**Текст**
Антон Павлович писал еще Александру Павловичу (30 апреля 1893 г.): «Мишке мать сшила только одну сорочку, во-первых, не успела, а во-вторых, потому, что не знает его роста». Позднее, я полагаю, бабушка успела сшить ему и другую рубашку, и рост его узнала. Желаю милому «Мишке» успеть сшить изображение Хлестакова как раз по его росту!

Ужасные дела творятся в Москве! Хроника происшествий полна сообщениями о грабежах и убийствах. Из конторы Иваново-Вознесенского текстильного треста украдено мануфактуры на 180.000.000 р., в некоторых местах грабители сняли с проходящих одежду, часы, кольца, отняли деньги, — сопротивляющихся поубивали или ранили. Со склада «Обиход» в Лубянском пассаже увезли кипы полотна. Ограблено несколько квартир на десятки и сотни миллионов. В темных переходах, в задних дворах, на черных лестницах находят трупы людей, конечно, тоже ограбленных. В столовой на Самотеке ворвались вооруженные бандиты и, приказав поднять руки, похитили 160.000.000 р. А то и так: ворвутся в квартиру, убьют кого-нибудь, а ничего не утащат — что-то помешает. В детском доме № 33 похищено продуктов на 214.000.000 р. В Грохольском переулке — мануфактуры на 250.000.000, в Драматическом театре — бутафории на 2 млрд., в квартире Лилова на Сивцевом вражке разного имущества на 1,5 млрд. Жутко перечислять! И каждый день такие сообщения. Положение настолько серьезно, что Президиум Московского совдепа постановил образовать немедленно чрезвычайную сессию революционного трибунала, которая должна дела о бандитских нападениях рассматривать не позднее 48 часов по задержании обвиняемых, а приговоры, вплоть до расстрела, приводить в исполнение немедленно по вынесении.

**Условие задания**
Ответьте на вопросы по тексту:
(a) Сколько сорочек, согласно письму Антона Павловича, мать сшила Мишке?
(b) Что увезли со склада «Обиход» в Лубянском пассаже?
(c) Не позднее какого срока после задержания обвиняемых чрезвычайная сессия революционного трибунала должна рассматривать дела о бандитских нападениях?
Данные к содержанию текста отношения не имеют.

**Фрагмент данных**
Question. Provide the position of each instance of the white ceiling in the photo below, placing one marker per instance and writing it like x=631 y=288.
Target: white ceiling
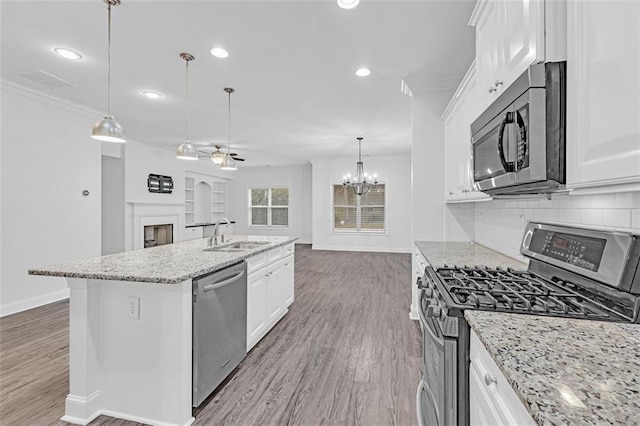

**Поле ответа**
(a) Только одну.
(b) Кипы полотна.
(c) Не позднее 48 часов.